→ PROBLEMS TO SOLVE:
#1 Reproduce the passage of the Howard sickle cell center announcement starting with "The Center for" and going on through "sickle cell disease.".
#2 Go on with the announcement about the new director of Howard University's Center for Sickle Cell Disease from where it stops.

→ TEXT SEGMENT:
☆ ☆ ☆ ☆ ☆

Howard University and Howard University Hospital recently announced the appointment of James G. Taylor as director of its Center for Sickle Cell Disease, a key U.S. institute for the study of new sickle cell drugs.
Taylor will serve as a professor in the Department of Medicine, Division of Hematology/Oncology. He will also be an attending physician at Howard University Hospital.
“The Howard University Center for Sickle Cell Disease has a history of treating a high volume of patients,” Taylor said. “As a result, we have participated in every major clinical trial that has led to FDA-approved medications for sickle cell, including the recent FDA approval of L-glutamine, the first new medication in two decades. We continue to have an opportunity to make major scientific contributions in the field of non-malignant hematology.”
The Center for Sickle Cell Disease, founded in 1972 by the late Roland B. Scott, has a distinguished history of leading clinical investigation in sickle cell disease.
The center, which also has a long-standing commitment to research advocacy and community outreach, particularly screens for the sickle cell trait. However, the disease itself, as a severe hereditary blood disorder affecting 100,000 people in the United States, is prevalent in African-Americans and many other people of African descent throughout the world.

☆ ☆ ☆ ☆ ☆

→ SUPPLIED ENTRIES:
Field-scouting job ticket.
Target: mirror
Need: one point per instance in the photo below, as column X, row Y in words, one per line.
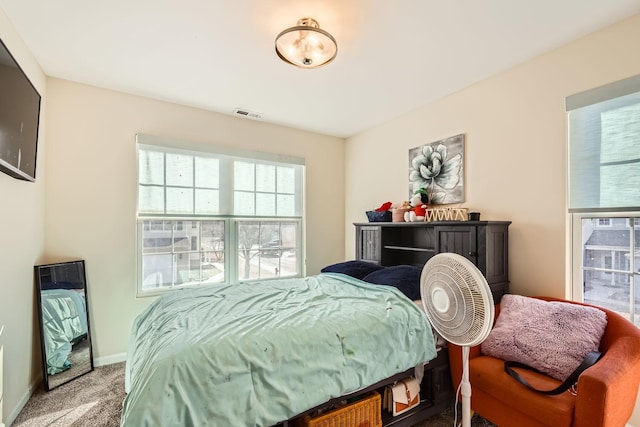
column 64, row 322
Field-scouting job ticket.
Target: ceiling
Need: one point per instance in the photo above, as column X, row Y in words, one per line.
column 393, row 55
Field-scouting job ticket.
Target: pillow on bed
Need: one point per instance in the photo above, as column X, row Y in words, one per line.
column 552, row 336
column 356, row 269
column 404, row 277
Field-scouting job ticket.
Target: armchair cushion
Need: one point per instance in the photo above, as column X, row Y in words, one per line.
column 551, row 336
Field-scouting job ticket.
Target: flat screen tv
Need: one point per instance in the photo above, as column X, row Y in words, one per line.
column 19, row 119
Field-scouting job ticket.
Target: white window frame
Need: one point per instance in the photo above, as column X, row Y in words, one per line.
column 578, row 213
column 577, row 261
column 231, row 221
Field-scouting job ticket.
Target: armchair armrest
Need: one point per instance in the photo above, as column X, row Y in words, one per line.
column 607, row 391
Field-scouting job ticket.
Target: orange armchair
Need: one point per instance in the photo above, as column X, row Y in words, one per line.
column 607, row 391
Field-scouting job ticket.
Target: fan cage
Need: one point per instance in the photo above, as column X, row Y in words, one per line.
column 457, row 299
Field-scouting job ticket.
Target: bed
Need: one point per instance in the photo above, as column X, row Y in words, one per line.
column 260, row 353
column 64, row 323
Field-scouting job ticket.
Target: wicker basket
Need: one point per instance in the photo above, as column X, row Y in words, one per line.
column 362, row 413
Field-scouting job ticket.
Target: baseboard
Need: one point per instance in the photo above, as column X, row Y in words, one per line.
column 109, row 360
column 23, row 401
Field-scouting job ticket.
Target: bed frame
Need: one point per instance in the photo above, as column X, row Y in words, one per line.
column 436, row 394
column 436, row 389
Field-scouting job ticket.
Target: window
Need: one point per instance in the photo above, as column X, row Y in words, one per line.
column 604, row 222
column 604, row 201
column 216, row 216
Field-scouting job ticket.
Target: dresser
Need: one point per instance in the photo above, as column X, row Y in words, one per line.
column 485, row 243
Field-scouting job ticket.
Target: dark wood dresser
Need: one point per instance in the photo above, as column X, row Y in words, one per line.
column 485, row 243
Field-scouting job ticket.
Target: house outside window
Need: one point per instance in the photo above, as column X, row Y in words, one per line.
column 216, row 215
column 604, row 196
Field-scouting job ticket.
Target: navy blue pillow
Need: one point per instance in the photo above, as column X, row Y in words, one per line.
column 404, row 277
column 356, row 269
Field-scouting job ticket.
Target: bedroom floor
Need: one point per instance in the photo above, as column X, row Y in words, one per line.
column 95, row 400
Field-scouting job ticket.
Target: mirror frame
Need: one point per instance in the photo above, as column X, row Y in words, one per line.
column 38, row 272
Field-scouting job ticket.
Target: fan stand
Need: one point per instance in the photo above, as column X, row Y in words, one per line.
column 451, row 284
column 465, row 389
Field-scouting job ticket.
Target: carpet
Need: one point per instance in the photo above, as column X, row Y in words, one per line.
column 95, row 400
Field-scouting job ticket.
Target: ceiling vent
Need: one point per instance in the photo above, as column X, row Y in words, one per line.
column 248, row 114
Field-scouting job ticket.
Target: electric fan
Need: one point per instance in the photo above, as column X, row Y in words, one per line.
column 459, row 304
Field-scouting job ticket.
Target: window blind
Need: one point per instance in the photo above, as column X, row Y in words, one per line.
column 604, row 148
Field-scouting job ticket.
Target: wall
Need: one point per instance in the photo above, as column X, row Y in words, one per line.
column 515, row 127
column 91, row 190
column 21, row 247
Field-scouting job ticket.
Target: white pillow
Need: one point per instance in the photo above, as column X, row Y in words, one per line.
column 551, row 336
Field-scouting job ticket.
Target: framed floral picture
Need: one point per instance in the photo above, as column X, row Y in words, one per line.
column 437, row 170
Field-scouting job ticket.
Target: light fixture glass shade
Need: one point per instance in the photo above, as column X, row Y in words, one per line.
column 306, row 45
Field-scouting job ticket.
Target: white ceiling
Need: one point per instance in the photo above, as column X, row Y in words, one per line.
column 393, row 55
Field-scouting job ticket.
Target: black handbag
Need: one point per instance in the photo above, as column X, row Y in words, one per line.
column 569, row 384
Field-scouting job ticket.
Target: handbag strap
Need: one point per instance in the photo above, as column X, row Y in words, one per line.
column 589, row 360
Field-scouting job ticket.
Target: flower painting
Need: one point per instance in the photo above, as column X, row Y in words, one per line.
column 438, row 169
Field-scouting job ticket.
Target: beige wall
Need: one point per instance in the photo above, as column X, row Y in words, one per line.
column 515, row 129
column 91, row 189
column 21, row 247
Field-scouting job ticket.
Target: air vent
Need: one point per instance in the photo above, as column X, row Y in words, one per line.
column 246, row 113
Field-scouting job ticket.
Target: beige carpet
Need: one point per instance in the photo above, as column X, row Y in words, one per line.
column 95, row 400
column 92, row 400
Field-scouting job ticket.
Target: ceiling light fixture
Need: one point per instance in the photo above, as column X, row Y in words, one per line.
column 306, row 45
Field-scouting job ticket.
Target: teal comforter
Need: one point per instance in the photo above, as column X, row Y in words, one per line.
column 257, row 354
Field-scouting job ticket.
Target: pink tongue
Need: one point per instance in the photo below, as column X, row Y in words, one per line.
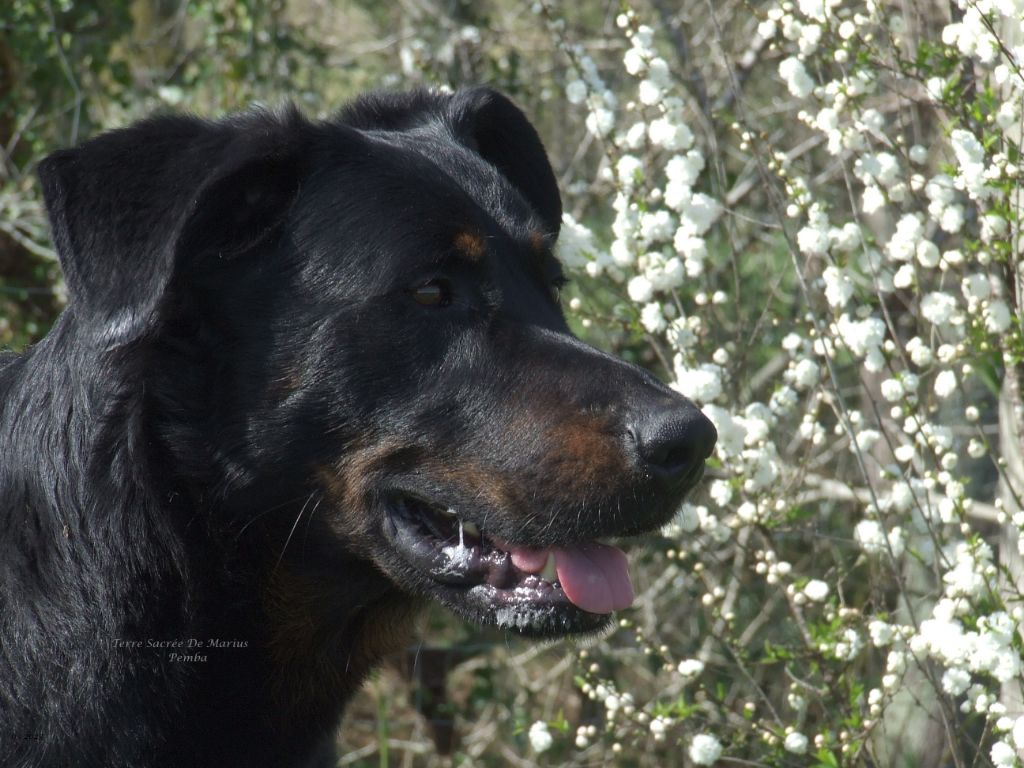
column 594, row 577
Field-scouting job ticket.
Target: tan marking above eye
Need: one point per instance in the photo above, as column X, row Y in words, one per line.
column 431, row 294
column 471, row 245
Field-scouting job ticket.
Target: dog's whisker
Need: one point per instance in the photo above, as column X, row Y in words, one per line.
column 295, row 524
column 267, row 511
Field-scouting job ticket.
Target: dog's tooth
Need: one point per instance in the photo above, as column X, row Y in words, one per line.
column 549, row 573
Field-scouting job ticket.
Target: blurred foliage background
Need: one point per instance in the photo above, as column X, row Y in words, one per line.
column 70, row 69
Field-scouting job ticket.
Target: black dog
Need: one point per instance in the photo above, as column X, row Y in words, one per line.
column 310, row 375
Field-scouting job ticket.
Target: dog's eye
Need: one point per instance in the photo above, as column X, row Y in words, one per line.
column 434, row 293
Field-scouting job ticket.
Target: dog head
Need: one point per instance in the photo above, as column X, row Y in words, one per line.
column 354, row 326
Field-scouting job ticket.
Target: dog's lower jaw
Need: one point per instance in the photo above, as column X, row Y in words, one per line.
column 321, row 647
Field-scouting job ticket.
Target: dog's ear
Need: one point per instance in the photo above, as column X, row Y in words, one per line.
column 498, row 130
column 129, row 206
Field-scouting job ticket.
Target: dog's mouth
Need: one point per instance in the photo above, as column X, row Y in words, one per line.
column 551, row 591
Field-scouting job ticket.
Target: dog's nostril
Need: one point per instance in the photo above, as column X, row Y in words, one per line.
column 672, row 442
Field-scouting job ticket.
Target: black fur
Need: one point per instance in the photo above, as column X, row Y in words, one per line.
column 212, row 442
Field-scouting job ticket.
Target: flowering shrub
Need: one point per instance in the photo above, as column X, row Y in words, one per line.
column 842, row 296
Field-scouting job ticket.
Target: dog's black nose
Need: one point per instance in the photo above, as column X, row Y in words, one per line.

☆ ☆ ☆ ☆ ☆

→ ANSWERS:
#1
The Center for Sickle Cell Disease, founded in 1972 by the late Roland B. Scott, has a distinguished history of leading clinical investigation in sickle cell disease.

#2
Taylor, who previously worked as a clinical investigator at the National Institutes of Health, is committed to further expanding Howard University’s clinical and translational research programs with a focus on new treatments and opportunities for curative therapy.
Taylor earned his medical degree with honors in 1995 in research from the Medical College of Wisconsin and completed a residency in pediatrics at Washington University School of Medicine/St. Louis Children’s Hospital. He also served as a clinical fellow in pediatric hematology/oncology and a postdoctoral genetics research fellow at the National Cancer Institute and Johns Hopkins University School of Medicine.